II.1. Fundamentação de facto

Na sentença prolatada em primeira instância consta a seguinte decisão da matéria de facto, que aqui se reproduz:

III FUNDAMENTAÇÃO

III.I De facto

Factos provados

Com relevância para a decisão da causa, e com base na prova produzida, dão-se como provados os seguintes factos:

a) Em reunião de 19.05.1999, a Câmara Municipal de Beja deliberou considerar o projecto de Agro-Turismo V................. SA, de maio interesse económico e social para o Concelho e Região; Cfr doc 3 junto à petição inical

b) Em data concreta não apurada, mas anterior a 20.04.2020, a Impugnante deu entrada nos serviços da Câmara Municipal de Beja de um pedido de aprovação de projecto de arquitectura para a reconstrução de edifício existente, identificado como Monte da F...., para turismo em espaço rural na modalidade de agroturismo, em prédio sito na União das Freguesias de Santa Vitória e Mombeja, em Beja; admitido, teor do parecer n.º 2.......... emitido no âmbito do processo administrativo n.º 51/2020,, invocado pela própria Impugnante, e junto à petição inicial como documento 1

c) Em 23.04.2020, a Impugnante recebeu um email dos serviços da Câmara Municipal de Beja, emitido no âmbito do processo administrativo n.º 51/2020 “herdade da F..........,”, com o seguinte teor:

d) O teor do parecer n.º 219/2020 DAU/SAPL1, que foi anexo, é o que consta do documento um junto à petição inicial, o qual aqui se dá por integralmente reproduzido, e do qual consta, além do mais, o seguinte:


(imagem, original junto aos autos)
····················
As tarefas =>
- 1) De acordo com o texto da página, em que data a Impugnante recebeu um email dos serviços da Câmara Municipal de Beja?
- 2) Indique se cada afirmação concorda com o texto da página, respondendo sim ou não e citando as palavras do texto que decidem: (a) A Câmara Municipal de Beja tomou a deliberação sobre o projecto de Agro-Turismo numa reunião de 19.05.1999. (b) O pedido de aprovação de projecto de arquitectura referia-se à construção de um edifício novo. (c) O prédio fica na União das Freguesias de Santa Vitória e Mombeja.
- 3) Transcreva do texto da página, sem qualquer alteração, o trecho que começa em "c) Em 23.04.2020, a" e vai até "junto aos autos)", incluindo estas palavras.
As linhas abaixo não têm relação com o texto da página.
····················
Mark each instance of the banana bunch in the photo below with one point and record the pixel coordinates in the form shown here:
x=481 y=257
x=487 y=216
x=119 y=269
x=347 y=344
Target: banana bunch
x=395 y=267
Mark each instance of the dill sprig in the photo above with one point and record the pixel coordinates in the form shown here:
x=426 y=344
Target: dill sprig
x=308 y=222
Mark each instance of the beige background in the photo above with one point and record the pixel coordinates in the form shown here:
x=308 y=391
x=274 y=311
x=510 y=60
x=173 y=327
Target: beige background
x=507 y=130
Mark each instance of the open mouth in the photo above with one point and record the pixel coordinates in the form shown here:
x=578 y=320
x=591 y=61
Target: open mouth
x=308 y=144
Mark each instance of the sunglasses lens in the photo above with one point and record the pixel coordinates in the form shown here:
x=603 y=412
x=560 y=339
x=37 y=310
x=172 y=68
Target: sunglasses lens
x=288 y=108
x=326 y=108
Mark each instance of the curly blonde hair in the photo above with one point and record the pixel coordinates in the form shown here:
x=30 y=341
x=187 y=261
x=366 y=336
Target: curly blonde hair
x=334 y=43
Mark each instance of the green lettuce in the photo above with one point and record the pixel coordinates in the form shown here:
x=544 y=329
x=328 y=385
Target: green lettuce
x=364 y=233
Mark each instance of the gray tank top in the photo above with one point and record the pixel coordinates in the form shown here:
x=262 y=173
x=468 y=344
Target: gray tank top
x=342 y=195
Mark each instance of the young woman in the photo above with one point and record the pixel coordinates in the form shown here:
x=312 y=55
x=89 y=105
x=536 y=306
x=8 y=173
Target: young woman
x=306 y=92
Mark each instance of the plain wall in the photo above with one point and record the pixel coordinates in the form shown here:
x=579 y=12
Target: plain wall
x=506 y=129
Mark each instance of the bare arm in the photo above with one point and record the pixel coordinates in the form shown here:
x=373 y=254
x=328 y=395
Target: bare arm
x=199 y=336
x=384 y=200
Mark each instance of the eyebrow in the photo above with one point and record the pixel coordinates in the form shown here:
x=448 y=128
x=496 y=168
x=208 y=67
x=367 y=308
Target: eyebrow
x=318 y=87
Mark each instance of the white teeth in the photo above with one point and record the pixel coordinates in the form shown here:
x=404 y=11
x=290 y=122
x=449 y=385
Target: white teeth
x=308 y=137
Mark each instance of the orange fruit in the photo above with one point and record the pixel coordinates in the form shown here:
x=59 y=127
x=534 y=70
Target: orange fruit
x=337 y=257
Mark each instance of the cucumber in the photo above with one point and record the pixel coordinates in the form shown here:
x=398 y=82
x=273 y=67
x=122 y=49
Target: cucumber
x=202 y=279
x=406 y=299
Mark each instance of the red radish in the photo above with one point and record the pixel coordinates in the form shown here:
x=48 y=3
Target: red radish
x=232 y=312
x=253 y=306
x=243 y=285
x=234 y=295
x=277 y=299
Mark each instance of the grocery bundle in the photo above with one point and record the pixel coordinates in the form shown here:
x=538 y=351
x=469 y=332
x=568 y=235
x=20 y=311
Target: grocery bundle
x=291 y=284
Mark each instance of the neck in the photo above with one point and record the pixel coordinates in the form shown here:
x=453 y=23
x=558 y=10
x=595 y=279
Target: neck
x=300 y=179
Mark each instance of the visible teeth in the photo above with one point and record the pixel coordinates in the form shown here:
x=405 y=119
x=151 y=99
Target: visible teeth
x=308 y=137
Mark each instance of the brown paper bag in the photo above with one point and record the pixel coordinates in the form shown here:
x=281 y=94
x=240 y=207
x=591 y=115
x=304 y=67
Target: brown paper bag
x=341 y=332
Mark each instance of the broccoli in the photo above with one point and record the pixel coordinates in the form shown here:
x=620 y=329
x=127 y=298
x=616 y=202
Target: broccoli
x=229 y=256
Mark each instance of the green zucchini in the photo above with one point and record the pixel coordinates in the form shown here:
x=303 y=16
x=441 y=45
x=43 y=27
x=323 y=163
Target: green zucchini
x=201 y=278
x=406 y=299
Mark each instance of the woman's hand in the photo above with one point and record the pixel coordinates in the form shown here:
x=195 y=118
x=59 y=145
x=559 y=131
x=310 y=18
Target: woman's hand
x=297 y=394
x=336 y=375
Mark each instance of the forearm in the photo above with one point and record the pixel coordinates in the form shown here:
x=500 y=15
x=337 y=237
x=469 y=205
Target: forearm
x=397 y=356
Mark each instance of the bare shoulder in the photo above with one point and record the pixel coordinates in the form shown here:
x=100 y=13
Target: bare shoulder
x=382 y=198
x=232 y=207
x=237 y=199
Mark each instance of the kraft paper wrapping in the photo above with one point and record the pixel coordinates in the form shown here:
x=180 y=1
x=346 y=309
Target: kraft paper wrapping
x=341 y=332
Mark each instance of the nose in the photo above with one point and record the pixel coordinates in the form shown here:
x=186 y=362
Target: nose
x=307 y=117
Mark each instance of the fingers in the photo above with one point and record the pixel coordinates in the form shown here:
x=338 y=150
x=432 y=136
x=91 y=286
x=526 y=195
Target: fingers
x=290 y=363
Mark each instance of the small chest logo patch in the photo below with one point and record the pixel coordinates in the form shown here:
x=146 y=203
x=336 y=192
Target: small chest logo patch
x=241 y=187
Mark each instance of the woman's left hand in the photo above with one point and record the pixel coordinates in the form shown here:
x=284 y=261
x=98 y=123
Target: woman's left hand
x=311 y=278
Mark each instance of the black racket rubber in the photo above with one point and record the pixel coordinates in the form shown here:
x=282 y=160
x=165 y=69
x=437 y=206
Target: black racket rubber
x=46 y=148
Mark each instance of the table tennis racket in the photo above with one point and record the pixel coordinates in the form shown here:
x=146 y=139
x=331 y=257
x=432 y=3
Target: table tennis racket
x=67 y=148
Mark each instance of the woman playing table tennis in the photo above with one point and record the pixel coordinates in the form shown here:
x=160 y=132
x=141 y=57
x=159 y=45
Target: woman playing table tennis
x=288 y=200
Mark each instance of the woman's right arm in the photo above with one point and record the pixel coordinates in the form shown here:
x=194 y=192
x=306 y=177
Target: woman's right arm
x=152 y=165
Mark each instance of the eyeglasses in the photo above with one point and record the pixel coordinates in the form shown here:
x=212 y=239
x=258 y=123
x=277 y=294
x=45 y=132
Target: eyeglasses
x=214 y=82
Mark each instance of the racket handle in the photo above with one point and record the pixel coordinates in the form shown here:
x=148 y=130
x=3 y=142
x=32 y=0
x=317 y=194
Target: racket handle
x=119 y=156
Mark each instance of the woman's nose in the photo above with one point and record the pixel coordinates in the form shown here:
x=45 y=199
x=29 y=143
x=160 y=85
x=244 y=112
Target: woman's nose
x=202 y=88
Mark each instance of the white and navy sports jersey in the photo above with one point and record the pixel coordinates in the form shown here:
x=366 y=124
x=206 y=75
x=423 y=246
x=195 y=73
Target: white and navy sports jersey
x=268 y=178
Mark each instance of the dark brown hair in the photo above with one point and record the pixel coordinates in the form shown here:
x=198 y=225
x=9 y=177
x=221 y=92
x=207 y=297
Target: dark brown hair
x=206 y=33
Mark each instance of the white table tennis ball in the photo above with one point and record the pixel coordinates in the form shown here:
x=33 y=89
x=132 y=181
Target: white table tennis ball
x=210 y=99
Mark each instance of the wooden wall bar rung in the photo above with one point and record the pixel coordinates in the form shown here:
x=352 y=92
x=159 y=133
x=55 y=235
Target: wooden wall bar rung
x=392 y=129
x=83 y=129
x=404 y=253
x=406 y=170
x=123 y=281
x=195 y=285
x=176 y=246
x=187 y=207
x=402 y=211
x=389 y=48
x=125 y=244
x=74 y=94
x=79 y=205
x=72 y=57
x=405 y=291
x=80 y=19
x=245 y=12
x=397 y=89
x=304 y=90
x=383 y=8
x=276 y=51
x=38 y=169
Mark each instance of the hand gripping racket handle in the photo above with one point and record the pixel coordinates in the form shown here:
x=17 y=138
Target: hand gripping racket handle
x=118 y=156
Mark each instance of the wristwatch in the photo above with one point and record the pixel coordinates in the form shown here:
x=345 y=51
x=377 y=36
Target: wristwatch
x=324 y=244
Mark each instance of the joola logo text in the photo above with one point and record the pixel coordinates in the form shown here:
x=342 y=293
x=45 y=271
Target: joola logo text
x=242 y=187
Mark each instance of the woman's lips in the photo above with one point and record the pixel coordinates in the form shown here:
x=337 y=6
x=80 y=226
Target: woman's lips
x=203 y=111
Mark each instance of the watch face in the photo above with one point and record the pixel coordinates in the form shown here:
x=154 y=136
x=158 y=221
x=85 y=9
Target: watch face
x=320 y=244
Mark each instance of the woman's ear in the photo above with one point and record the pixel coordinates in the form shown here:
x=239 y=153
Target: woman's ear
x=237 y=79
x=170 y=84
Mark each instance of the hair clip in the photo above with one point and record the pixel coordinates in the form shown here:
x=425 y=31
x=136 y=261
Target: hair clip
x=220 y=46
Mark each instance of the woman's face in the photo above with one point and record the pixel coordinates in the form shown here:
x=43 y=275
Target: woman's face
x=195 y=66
····················
Em resposta =>
- 1) Em 23.04.2020.

- 2)
(a) Sim: «Em reunião de 19.05.1999, a Câmara Municipal de Beja deliberou».
(b) Não: «para a reconstrução de edifício existente».
(c) Sim: «em prédio sito na União das Freguesias de Santa Vitória e Mombeja».

- 3)
c) Em 23.04.2020, a Impugnante recebeu um email dos serviços da Câmara Municipal de Beja, emitido no âmbito do processo administrativo n.º 51/2020 “herdade da F..........,”, com o seguinte teor:

d) O teor do parecer n.º 219/2020 DAU/SAPL1, que foi anexo, é o que consta do documento um junto à petição inicial, o qual aqui se dá por integralmente reproduzido, e do qual consta, além do mais, o seguinte:


(imagem, original junto aos autos)